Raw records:

=-=-=

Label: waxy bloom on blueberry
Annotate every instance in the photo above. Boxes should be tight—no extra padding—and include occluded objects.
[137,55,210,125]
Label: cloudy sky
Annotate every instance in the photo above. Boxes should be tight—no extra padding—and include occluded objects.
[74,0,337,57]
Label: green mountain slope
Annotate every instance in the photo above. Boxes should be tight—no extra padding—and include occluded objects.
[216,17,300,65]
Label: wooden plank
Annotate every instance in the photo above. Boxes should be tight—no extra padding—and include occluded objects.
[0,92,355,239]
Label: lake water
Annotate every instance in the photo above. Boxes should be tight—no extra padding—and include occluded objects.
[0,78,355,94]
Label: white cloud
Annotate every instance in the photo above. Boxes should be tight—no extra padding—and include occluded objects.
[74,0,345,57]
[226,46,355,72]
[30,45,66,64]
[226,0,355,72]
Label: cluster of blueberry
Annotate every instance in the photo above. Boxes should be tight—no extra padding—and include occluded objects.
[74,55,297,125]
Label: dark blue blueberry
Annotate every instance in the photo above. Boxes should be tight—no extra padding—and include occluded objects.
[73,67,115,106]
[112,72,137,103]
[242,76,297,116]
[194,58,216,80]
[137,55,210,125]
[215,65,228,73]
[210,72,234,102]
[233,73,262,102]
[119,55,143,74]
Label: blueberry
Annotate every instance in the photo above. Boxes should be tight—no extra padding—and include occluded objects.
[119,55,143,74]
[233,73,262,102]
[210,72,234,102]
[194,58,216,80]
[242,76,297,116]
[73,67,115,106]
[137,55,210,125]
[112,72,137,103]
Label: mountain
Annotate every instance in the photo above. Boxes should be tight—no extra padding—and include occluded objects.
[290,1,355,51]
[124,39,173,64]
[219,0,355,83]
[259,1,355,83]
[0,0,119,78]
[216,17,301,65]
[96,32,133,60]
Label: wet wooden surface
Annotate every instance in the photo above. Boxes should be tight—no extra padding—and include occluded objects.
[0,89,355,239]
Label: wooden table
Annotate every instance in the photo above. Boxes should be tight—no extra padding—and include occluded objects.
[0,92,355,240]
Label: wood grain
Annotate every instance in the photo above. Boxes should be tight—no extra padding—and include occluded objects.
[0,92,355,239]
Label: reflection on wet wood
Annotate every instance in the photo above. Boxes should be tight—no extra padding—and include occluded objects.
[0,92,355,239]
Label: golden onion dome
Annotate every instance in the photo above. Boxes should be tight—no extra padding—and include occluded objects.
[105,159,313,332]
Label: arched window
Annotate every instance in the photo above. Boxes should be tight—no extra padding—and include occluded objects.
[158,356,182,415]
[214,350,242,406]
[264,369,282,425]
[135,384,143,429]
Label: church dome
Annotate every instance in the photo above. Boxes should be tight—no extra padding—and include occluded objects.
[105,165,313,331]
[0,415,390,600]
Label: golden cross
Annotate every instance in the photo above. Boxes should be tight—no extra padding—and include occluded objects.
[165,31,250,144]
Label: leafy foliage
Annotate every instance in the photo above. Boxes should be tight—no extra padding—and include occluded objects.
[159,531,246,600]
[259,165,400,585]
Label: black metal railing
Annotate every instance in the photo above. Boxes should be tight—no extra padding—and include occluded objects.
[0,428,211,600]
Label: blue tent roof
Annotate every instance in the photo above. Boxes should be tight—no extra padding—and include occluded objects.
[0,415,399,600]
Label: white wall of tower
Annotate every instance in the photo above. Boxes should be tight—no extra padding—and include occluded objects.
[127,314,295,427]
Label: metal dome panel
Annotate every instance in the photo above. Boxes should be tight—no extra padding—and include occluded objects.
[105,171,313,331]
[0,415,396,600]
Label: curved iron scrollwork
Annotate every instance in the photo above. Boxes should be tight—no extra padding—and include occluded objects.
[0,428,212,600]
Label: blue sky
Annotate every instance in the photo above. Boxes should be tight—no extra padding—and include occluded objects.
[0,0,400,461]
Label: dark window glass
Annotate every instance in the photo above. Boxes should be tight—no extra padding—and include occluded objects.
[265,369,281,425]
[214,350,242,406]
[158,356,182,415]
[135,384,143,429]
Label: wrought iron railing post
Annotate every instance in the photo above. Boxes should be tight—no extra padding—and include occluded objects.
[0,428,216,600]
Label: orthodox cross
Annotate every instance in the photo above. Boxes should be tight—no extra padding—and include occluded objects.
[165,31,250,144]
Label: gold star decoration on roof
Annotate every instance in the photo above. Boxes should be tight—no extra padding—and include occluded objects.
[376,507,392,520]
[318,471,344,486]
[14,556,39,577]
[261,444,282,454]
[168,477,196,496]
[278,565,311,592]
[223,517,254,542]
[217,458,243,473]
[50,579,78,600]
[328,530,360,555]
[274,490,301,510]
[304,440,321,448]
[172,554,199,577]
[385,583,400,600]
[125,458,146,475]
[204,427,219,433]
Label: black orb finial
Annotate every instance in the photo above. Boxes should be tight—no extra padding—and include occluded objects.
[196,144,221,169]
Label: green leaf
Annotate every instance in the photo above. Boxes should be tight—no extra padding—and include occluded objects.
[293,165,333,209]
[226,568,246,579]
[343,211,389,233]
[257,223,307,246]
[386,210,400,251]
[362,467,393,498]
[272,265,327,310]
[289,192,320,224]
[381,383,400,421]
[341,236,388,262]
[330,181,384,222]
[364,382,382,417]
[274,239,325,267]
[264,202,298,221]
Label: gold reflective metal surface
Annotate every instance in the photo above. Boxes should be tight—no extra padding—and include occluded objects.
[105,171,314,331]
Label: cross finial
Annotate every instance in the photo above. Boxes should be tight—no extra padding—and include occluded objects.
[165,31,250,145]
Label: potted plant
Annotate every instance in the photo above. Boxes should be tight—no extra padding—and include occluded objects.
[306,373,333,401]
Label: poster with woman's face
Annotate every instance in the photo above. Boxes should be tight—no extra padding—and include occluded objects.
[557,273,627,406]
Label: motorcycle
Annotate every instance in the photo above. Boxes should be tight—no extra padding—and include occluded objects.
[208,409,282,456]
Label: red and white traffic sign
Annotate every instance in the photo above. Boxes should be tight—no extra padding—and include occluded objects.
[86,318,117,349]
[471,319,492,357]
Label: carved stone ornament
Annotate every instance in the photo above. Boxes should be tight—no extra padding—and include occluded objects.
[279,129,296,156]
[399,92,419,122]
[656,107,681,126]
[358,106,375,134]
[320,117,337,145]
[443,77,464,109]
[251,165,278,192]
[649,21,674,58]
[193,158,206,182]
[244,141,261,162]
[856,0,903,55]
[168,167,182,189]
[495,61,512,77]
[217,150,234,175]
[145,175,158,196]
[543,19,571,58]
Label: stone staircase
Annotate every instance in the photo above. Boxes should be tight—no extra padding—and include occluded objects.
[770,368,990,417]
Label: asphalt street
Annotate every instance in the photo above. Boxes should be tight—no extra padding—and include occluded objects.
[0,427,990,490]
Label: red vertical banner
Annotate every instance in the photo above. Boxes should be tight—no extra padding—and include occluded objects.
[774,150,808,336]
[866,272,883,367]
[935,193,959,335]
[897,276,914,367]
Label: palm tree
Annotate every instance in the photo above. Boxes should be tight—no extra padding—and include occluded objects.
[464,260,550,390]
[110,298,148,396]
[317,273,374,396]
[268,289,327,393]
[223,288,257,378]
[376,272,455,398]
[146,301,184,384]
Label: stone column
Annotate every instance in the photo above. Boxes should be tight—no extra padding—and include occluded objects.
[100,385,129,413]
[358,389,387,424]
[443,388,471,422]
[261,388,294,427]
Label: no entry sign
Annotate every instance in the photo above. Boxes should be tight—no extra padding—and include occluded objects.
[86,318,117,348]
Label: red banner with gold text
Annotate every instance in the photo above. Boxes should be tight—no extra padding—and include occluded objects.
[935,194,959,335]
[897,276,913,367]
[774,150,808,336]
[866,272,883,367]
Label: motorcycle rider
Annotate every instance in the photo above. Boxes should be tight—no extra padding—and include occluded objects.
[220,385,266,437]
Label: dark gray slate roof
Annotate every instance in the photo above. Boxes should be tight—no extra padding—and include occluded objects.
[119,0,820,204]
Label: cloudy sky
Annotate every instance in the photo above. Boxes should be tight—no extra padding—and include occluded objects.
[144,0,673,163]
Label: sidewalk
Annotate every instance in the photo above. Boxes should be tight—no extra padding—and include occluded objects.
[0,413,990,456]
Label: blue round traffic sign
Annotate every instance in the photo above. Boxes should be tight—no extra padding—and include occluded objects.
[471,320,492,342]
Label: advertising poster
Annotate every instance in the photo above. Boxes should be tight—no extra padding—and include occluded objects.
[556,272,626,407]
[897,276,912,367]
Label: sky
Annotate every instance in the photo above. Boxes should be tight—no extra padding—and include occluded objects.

=-=-=

Show each line of the records above that contains the word "surface", copying every such line in full.

Label: wet wooden surface
Label: gold reflective metal surface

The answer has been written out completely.